PROMPT —
Output every entry exactly, from the first line to the last.

________________________

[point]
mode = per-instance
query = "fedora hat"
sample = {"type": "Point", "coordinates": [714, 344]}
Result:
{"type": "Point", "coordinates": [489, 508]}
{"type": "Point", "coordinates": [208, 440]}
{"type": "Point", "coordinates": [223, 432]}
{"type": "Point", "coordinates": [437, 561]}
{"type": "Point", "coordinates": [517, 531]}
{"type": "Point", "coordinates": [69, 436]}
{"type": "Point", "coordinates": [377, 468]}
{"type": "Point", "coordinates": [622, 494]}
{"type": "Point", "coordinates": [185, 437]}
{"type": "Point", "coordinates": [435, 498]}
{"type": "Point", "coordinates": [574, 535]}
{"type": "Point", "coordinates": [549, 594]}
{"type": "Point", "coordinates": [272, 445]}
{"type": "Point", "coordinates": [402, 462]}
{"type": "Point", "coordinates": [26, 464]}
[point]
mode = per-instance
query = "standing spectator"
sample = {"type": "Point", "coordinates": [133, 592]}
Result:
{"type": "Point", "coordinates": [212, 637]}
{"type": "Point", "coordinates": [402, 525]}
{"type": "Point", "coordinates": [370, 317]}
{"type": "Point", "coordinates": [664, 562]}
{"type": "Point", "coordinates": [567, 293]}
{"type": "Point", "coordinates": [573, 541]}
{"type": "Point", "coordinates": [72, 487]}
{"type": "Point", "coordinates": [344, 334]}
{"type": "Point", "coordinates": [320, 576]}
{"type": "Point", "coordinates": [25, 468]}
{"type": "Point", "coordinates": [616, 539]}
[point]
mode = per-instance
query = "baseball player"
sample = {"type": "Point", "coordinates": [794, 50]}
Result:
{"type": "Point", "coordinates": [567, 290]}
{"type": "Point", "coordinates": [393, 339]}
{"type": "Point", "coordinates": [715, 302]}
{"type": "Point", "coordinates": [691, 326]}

________________________

SOLUTION FOR THIS TASK —
[point]
mode = per-instance
query = "fedora hat"
sample = {"type": "Point", "coordinates": [714, 344]}
Result:
{"type": "Point", "coordinates": [489, 508]}
{"type": "Point", "coordinates": [208, 440]}
{"type": "Point", "coordinates": [223, 432]}
{"type": "Point", "coordinates": [437, 561]}
{"type": "Point", "coordinates": [517, 531]}
{"type": "Point", "coordinates": [69, 436]}
{"type": "Point", "coordinates": [377, 468]}
{"type": "Point", "coordinates": [622, 494]}
{"type": "Point", "coordinates": [185, 437]}
{"type": "Point", "coordinates": [435, 498]}
{"type": "Point", "coordinates": [574, 535]}
{"type": "Point", "coordinates": [549, 594]}
{"type": "Point", "coordinates": [272, 445]}
{"type": "Point", "coordinates": [402, 462]}
{"type": "Point", "coordinates": [26, 464]}
[point]
mode = per-instance
query = "standing spectator"
sample = {"type": "Point", "coordinates": [133, 592]}
Result:
{"type": "Point", "coordinates": [212, 637]}
{"type": "Point", "coordinates": [402, 525]}
{"type": "Point", "coordinates": [370, 317]}
{"type": "Point", "coordinates": [664, 562]}
{"type": "Point", "coordinates": [567, 293]}
{"type": "Point", "coordinates": [573, 541]}
{"type": "Point", "coordinates": [72, 487]}
{"type": "Point", "coordinates": [344, 334]}
{"type": "Point", "coordinates": [320, 576]}
{"type": "Point", "coordinates": [25, 468]}
{"type": "Point", "coordinates": [616, 539]}
[point]
mode = per-instance
query = "baseball player"
sample = {"type": "Point", "coordinates": [794, 50]}
Result:
{"type": "Point", "coordinates": [567, 290]}
{"type": "Point", "coordinates": [393, 339]}
{"type": "Point", "coordinates": [715, 302]}
{"type": "Point", "coordinates": [691, 326]}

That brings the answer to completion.